▶ **Goal of the exercise**: Can you print every one of the items below word for word, with nothing changed or left out?

Detection items:
========================

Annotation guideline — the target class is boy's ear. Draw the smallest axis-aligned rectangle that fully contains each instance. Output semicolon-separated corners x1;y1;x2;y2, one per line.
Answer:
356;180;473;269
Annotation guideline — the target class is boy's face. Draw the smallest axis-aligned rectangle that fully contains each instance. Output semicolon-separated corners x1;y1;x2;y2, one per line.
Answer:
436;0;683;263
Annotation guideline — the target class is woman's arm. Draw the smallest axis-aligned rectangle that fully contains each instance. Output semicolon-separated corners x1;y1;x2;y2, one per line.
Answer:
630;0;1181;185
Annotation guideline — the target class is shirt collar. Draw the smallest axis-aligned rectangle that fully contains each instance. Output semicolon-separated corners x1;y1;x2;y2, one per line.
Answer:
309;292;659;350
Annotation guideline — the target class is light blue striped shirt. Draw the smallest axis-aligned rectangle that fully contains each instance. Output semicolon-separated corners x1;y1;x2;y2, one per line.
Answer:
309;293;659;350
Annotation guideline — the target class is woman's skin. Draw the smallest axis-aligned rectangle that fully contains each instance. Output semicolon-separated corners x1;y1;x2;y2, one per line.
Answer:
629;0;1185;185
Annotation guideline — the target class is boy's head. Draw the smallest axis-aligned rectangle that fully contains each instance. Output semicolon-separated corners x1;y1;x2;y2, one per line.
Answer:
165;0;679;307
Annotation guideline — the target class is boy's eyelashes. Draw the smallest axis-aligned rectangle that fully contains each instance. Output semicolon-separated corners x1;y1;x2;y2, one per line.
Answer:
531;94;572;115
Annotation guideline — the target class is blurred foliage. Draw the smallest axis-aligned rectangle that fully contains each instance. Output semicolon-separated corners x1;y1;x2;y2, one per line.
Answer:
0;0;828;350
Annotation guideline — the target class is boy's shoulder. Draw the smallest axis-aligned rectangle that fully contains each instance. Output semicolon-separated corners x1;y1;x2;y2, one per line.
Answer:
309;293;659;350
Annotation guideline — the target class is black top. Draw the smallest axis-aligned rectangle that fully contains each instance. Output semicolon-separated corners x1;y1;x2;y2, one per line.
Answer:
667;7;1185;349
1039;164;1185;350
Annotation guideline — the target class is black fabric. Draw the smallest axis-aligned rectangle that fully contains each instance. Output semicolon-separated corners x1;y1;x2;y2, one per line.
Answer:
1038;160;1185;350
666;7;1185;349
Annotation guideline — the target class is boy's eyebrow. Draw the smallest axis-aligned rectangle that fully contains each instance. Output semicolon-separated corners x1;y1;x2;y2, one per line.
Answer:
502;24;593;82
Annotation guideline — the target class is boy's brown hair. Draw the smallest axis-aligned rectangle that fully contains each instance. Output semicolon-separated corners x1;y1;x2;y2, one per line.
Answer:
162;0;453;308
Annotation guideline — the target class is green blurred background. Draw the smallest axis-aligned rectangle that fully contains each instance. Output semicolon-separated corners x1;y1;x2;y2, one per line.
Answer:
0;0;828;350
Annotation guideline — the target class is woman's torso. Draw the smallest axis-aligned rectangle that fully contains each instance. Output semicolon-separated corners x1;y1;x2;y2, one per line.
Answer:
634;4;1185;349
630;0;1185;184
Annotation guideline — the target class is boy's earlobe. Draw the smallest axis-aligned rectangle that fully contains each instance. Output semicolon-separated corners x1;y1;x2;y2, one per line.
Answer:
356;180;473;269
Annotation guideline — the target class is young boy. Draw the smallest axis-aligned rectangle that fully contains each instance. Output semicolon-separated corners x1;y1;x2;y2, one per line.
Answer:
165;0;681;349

========================

▶ **Answer in full**:
Annotation guideline — the target class is boy's ear. Draw the smallest axis-aligned rectangle that fully contains each instance. Output semicolon-separated corners x1;y1;x2;y2, one per line.
Answer:
356;180;473;269
Annotation guideline — the target class is boy's face. Draw the smallest axis-aligned rectangle that fully contains each instance. Output semicolon-separated corners x1;y1;x2;y2, one per line.
Answer:
436;0;683;263
Annotation guideline — the target class is woman's arm. Draw the smallest axis-aligned rectangle that fully contains each instance. Output semicolon-separated corners x1;y1;x2;y2, one per line.
Answer:
630;0;1181;185
Annotation guideline — the target class is shirt collar. Draw the smallest axis-aligned rectangle that fully contains each instance. Output semicolon-separated corners x1;y1;x2;y2, one per line.
Answer:
309;292;659;350
Annotation guideline — the target class is light blue striped shirt. Draw the smallest axis-aligned rectangle that fully contains each instance. Output semicolon-separated corners x1;y1;x2;y2, one per line.
Answer:
309;293;659;350
Annotation guideline — the target class is woman's skin. Draw the smallest axis-aligned rectangle that fully contains each instance. Output semicolon-separated corners x1;y1;x2;y2, one per line.
Answer:
629;0;1185;185
Annotation guideline — the target class is boy's head. Draw the smallest axis-aligned rectangle that fully contains each instance. Output semicolon-separated corners x1;y1;x2;y2, one per line.
Answer:
165;0;679;307
Annotation guideline — the target class is boy's eyelashes. Draw the smallest axis-aligned rectangle that fully contains each instance. Output semicolon-separated corners x1;y1;x2;y2, one per line.
Answer:
531;94;572;115
Annotation guideline — the target class is blurred foliage. Draw the smallest axis-aligned rectangle that fully contains each instance. Output semicolon-separated corners x1;y1;x2;y2, one per line.
Answer:
0;0;828;350
Annotation guideline — the target class is boy's shoulder. Draw the smallest axis-aligned rectangle that fully contains each instance. Output semicolon-separated corners x1;y1;x2;y2, one per line.
Answer:
309;293;659;350
Annotation guideline — the target class is black top. Draw the smallest axis-aligned rectangle that fully contains each instance. Output semicolon-separated corners x1;y1;x2;y2, one per line.
Answer:
667;7;1185;349
1039;164;1185;350
Annotation guideline — the target class is black fabric. Draw the smallest axis-aligned rectangle that fully contains each instance. Output semicolon-separated corners x1;y1;x2;y2, one per line.
Answer:
1038;160;1185;350
666;7;1185;349
Annotation guideline — the target class is boy's eyebrow. Draw the smallest axis-aligned rectangle that fully contains each instance. Output semicolon-separated corners x1;y1;x2;y2, one per line.
Answer:
502;24;593;82
Annotation guideline — the target class is boy's brown hair. Draw the smallest axis-aligned rectangle that fully contains each instance. Output semicolon-separated corners x1;y1;x2;y2, one per line.
Answer:
162;0;453;308
Annotation guideline — the target class is green blurred background. Draw the smallest axis-aligned rectangle that fully contains each instance. Output semicolon-separated corners x1;y1;x2;y2, one per line.
Answer:
0;0;828;350
Annotation guideline — the target class is woman's torso. Draw the smallest axis-aligned rectangle that fully contains each instance. Output semicolon-separated corners x1;y1;x2;y2, one per line.
Answer:
634;4;1185;349
630;0;1185;184
Annotation guideline — the target class is boy's earlobe. Draw the smallest axis-aligned rectangle that fully contains each instance. Output semicolon-separated corners x1;y1;x2;y2, one per line.
Answer:
356;180;473;269
Annotation guideline — the target class is young boy. Draw the smallest axis-aligned rectangle that fully contains each instance. Output semicolon-separated corners x1;y1;x2;y2, one per line.
Answer:
165;0;681;349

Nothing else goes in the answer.